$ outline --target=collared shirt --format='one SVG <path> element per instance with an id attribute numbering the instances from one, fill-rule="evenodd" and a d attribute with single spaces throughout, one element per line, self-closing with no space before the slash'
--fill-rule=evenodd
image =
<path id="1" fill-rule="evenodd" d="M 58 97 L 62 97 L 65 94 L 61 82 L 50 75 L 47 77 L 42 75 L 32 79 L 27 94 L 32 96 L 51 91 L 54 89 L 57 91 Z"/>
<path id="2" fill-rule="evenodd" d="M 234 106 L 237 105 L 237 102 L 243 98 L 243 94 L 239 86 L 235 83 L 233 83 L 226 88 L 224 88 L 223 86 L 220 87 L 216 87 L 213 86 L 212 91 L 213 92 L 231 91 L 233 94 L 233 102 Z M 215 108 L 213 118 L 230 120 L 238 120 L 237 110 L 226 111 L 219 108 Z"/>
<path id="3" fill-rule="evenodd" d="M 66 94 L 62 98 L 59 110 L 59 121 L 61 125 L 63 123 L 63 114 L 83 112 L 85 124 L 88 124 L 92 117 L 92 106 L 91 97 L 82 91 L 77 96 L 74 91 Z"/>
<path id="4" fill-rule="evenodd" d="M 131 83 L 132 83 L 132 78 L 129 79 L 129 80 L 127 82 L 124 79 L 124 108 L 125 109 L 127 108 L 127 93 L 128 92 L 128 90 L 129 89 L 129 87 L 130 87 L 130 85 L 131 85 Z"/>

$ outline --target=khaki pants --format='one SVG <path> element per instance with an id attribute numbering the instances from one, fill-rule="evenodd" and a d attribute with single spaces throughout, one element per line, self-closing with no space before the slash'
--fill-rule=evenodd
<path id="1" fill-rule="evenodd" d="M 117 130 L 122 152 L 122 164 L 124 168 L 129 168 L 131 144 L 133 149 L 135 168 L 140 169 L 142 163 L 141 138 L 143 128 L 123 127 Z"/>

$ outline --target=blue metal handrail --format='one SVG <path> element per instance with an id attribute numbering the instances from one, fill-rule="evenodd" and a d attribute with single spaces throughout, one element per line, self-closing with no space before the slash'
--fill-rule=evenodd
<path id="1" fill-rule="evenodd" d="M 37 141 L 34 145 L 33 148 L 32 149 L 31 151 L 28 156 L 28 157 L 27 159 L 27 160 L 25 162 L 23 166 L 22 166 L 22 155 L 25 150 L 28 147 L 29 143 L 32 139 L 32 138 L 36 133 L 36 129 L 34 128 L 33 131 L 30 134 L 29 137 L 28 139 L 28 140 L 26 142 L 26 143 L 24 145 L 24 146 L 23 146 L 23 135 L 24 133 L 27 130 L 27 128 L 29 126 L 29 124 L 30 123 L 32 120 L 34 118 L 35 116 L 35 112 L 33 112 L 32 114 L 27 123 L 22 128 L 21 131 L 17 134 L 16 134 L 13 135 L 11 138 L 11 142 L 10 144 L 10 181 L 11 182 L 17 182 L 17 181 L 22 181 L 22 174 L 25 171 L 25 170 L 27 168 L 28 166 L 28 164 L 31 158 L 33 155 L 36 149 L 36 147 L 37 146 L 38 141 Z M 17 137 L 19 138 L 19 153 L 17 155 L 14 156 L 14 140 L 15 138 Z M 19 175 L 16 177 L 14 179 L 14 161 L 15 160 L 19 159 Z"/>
__________________________________________________
#### CHALLENGE:
Arrange every line of the records above as a Markdown table with two columns, Row and Line. Number the rows in order, and leave out blank lines.

#### WRITTEN REPLY:
| Row | Line |
|---|---|
| 1 | $ outline --target=collared shirt --format='one SVG <path> element per instance with an id attribute numbering the instances from one, fill-rule="evenodd" and a d attribute with single spaces throughout, one element per line, self-closing with no space before the slash' |
| 2 | --fill-rule=evenodd |
| 3 | image = |
| 4 | <path id="1" fill-rule="evenodd" d="M 58 97 L 62 97 L 65 94 L 61 82 L 50 75 L 47 77 L 42 75 L 32 79 L 27 94 L 32 96 L 51 91 L 54 89 L 57 91 Z"/> |
| 5 | <path id="2" fill-rule="evenodd" d="M 234 106 L 237 105 L 237 102 L 243 98 L 243 94 L 239 86 L 235 83 L 233 83 L 226 88 L 224 88 L 223 86 L 220 87 L 216 87 L 213 86 L 212 91 L 213 92 L 231 91 L 233 94 L 233 102 Z M 215 108 L 213 118 L 230 120 L 238 120 L 237 110 L 226 111 L 219 108 Z"/> |
| 6 | <path id="3" fill-rule="evenodd" d="M 66 94 L 62 98 L 59 110 L 59 121 L 61 125 L 63 123 L 63 114 L 83 112 L 85 124 L 88 124 L 92 117 L 92 106 L 91 97 L 82 91 L 77 96 L 74 91 Z"/> |
| 7 | <path id="4" fill-rule="evenodd" d="M 131 83 L 132 83 L 132 78 L 129 79 L 129 80 L 127 82 L 124 79 L 124 108 L 125 109 L 127 108 L 127 93 L 128 92 L 128 90 L 129 89 L 129 87 L 130 87 L 130 85 L 131 85 Z"/> |
| 8 | $ outline --target=khaki pants --format='one SVG <path> element per instance with an id attribute numbering the instances from one, fill-rule="evenodd" and a d attribute with single spaces throughout, one element per line, self-closing with no space before the slash' |
| 9 | --fill-rule=evenodd |
| 10 | <path id="1" fill-rule="evenodd" d="M 117 130 L 122 152 L 122 164 L 124 168 L 129 168 L 131 144 L 133 149 L 135 168 L 140 169 L 142 163 L 141 138 L 143 128 L 123 127 Z"/> |
| 11 | $ outline --target=blue metal handrail --format='one SVG <path> element per instance with an id attribute numbering the instances from one, fill-rule="evenodd" and a d attribute with single spaces throughout, one element per line, self-closing with no space before the slash' |
| 12 | --fill-rule=evenodd |
| 13 | <path id="1" fill-rule="evenodd" d="M 37 141 L 34 145 L 33 148 L 32 149 L 31 151 L 28 156 L 28 157 L 27 159 L 27 160 L 25 162 L 23 166 L 22 166 L 22 155 L 25 150 L 28 147 L 29 143 L 32 139 L 32 138 L 36 133 L 36 129 L 34 128 L 33 131 L 30 134 L 29 137 L 28 139 L 28 140 L 26 142 L 26 143 L 24 145 L 24 146 L 23 146 L 23 135 L 24 133 L 27 130 L 27 128 L 29 126 L 29 124 L 30 123 L 32 120 L 34 118 L 35 116 L 35 112 L 33 112 L 32 114 L 27 123 L 22 128 L 21 131 L 17 134 L 16 134 L 13 135 L 11 138 L 11 142 L 10 144 L 10 181 L 11 182 L 17 182 L 17 181 L 22 181 L 22 174 L 25 171 L 25 170 L 27 168 L 28 166 L 28 164 L 31 158 L 33 155 L 36 149 L 36 147 L 37 146 L 38 141 Z M 17 137 L 19 138 L 19 153 L 17 155 L 14 156 L 14 140 L 15 138 Z M 19 175 L 16 177 L 14 179 L 14 161 L 15 160 L 19 159 Z"/> |